(Dataset excerpts on object pointing)

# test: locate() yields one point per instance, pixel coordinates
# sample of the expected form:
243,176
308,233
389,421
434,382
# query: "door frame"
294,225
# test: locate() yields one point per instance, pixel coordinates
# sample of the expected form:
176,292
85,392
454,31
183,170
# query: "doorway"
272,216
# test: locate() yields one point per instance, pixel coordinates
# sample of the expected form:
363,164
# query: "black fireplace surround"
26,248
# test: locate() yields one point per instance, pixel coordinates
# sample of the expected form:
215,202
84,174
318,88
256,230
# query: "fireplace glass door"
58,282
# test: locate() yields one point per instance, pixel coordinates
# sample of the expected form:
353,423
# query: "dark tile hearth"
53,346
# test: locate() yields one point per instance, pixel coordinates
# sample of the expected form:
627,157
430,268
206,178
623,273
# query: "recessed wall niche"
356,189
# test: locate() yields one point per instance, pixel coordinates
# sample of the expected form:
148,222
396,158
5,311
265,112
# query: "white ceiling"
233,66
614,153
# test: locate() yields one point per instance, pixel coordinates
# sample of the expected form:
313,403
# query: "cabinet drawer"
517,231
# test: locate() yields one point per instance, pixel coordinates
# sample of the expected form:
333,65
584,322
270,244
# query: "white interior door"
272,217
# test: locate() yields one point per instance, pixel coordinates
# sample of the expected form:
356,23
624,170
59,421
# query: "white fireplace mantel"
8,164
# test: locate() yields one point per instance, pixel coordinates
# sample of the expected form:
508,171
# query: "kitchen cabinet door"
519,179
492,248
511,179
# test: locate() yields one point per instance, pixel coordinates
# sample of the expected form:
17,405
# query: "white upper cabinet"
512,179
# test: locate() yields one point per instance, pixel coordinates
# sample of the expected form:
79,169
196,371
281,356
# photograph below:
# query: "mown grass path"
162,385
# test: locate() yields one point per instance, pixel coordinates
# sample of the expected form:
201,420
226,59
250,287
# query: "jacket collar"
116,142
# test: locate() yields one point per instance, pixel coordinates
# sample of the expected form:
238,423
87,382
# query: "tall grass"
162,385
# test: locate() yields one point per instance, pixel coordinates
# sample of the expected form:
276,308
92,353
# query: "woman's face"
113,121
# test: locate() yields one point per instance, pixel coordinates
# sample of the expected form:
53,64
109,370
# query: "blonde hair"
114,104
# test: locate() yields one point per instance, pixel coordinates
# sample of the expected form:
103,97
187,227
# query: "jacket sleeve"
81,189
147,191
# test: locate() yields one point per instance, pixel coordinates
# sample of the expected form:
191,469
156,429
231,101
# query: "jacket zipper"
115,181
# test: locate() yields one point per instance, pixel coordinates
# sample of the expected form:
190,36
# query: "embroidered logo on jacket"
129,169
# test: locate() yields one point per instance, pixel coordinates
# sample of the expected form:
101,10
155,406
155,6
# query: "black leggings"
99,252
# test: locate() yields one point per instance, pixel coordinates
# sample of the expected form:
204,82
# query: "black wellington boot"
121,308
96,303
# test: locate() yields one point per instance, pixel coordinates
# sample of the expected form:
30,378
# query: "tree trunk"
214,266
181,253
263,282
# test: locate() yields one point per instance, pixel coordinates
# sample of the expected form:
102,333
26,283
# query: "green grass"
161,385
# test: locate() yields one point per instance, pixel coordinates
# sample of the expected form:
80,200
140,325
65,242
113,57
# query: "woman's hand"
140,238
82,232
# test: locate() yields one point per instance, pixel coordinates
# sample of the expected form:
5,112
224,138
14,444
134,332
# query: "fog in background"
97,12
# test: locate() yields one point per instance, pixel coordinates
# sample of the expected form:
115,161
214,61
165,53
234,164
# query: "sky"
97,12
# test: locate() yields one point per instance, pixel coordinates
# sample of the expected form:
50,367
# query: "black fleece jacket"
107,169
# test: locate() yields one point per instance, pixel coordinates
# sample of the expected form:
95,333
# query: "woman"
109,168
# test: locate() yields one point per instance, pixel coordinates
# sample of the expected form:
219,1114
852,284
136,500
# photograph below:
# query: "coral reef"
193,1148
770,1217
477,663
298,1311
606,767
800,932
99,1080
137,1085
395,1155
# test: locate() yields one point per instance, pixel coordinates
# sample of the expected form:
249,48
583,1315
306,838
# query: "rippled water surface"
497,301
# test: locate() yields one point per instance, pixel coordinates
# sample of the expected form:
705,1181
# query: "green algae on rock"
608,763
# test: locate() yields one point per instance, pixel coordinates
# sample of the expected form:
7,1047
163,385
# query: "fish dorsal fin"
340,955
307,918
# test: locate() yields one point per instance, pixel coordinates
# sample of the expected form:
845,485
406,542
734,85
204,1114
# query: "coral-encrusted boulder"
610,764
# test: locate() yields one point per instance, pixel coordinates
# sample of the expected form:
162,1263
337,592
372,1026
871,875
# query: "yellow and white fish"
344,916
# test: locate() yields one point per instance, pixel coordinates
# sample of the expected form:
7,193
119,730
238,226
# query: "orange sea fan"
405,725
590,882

*Task:* Reproduce the complete data exactly as presented above.

*Response to the exercise:*
# test: locate() yields one point per instance, pixel coordinates
# sample of the expected form:
243,176
308,233
389,421
434,382
# query: "door frame"
294,225
# test: locate() yields one point per instance, pixel coordinates
# sample of the expected form:
176,292
85,392
454,31
183,170
# query: "doorway"
272,216
# test: locate() yields one point per instance, pixel coordinates
# sample of the expected form:
363,164
# query: "black fireplace surround"
26,248
# test: locate() yields one point per instance, pixel coordinates
# sample of the expected form:
215,202
84,174
318,88
256,230
# query: "fireplace glass door"
58,282
# test: locate() yields one point per instance, pixel coordinates
# sample of the expected form:
353,423
# query: "dark tile hearth"
53,346
# test: locate() yields one point per instance, pixel coordinates
# sample of the expected form:
627,157
430,268
206,178
623,273
# query: "recessed wall niche"
356,189
# test: locate() yields one point per instance, pixel coordinates
# sample of the expected form:
148,222
396,158
5,311
265,112
# query: "white ceiling"
233,66
614,153
# test: locate() yields one point per instance, pixel coordinates
# sample of the expected form:
313,403
# query: "cabinet drawer"
517,231
# test: locate() yields one point per instance, pixel coordinates
# sample of the expected form:
333,65
584,322
270,244
# query: "white interior door"
272,217
# test: locate() yields one point per instance, pixel coordinates
# sample of the expected form:
356,23
624,170
59,421
# query: "white fireplace mantel"
8,164
# test: locate() yields one point per instance, pixel coordinates
# sample of the expected form:
508,171
# query: "kitchen cabinet door"
519,179
492,248
511,179
# test: locate() yields one point per instance, pixel coordinates
# sample of the expected form:
17,405
# query: "white upper cabinet"
512,179
# test: locate() yields one point per instance, pixel coordinates
# sample of the expected form:
79,169
196,371
281,356
# photograph below:
# query: "mown grass path"
162,385
# test: locate() yields one point per instance, pixel coordinates
# sample of the expected form:
201,420
226,59
250,287
# query: "jacket collar"
116,142
# test: locate() yields one point per instance, pixel coordinates
# sample of the expected form:
238,423
87,382
# query: "tall grass"
162,385
# test: locate() yields one point per instance, pixel coordinates
# sample of the expected form:
276,308
92,353
# query: "woman's face"
113,121
# test: locate() yields one point per instance, pixel coordinates
# sample of the expected form:
53,64
109,370
# query: "blonde hair"
114,104
# test: locate() yields one point per instance, pixel coordinates
# sample of the expected form:
103,97
187,227
# query: "jacket sleeve"
81,189
147,191
# test: locate() yields one point per instance, pixel coordinates
# sample of the expected form:
191,469
156,429
231,101
# query: "jacket zipper"
115,181
# test: locate() yields one point per instance, pixel coordinates
# sample of the expected form:
190,36
# query: "embroidered logo on jacket"
129,169
# test: locate() yields one point per instance, pixel coordinates
# sample of the expected form:
101,10
155,406
155,6
# query: "black leggings"
99,252
# test: locate() yields one point per instance, pixel coordinates
# sample of the expected form:
204,82
# query: "black wellington boot"
121,308
96,303
# test: locate() yields one point per instance, pixel coordinates
# sample of the expected form:
30,378
# query: "tree trunk"
214,266
181,253
263,282
# test: locate() yields one point per instance, pixel coordinates
# sample of the expected form:
102,333
26,283
# query: "green grass"
161,385
# test: locate() yields one point per instance, pixel coordinates
# sample of the expected form:
80,200
140,325
65,242
113,57
# query: "woman's hand"
140,238
82,232
# test: locate() yields one point per instance, pixel coordinates
# sample of the expected form:
5,112
224,138
14,444
134,332
# query: "fog in background"
97,12
# test: locate() yields one point per instance, pixel coordinates
# sample of the expected form:
115,161
214,61
165,53
234,164
# query: "sky"
97,12
# test: locate() yields one point per instance, pixel coordinates
# sample of the expected form:
50,367
# query: "black fleece jacket"
107,169
# test: locate() yields one point per instance, pixel coordinates
# sample of the expected form:
95,333
# query: "woman"
109,168
# test: locate() yields one point per instance, pixel coordinates
# sample of the expected form:
219,1114
852,284
136,500
# photograph below:
# query: "coral reef"
193,1148
770,1217
477,663
298,1311
606,767
800,932
99,1080
137,1085
395,1155
# test: locate() yields one point per instance, pixel coordinates
# sample of the expected form:
249,48
583,1315
306,838
# query: "rippled water surface"
497,301
# test: locate() yields one point per instance, pixel coordinates
# sample of the expected form:
705,1181
# query: "green algae on rock"
608,763
# test: locate() yields one point per instance, pixel coordinates
# sample of the expected form:
7,1047
163,385
# query: "fish dorsal fin"
340,955
307,918
# test: locate() yields one point per instance, pixel coordinates
# sample of the expected form:
845,485
406,542
734,85
204,1114
# query: "coral-encrusted boulder"
610,764
# test: locate() yields one point per instance, pixel coordinates
# sample of the expected form:
162,1263
337,592
372,1026
871,875
# query: "yellow and white fish"
344,916
# test: locate() yields one point per instance, pixel coordinates
# sample of the expected form:
7,193
119,730
238,226
# query: "orange sea fan"
405,725
590,882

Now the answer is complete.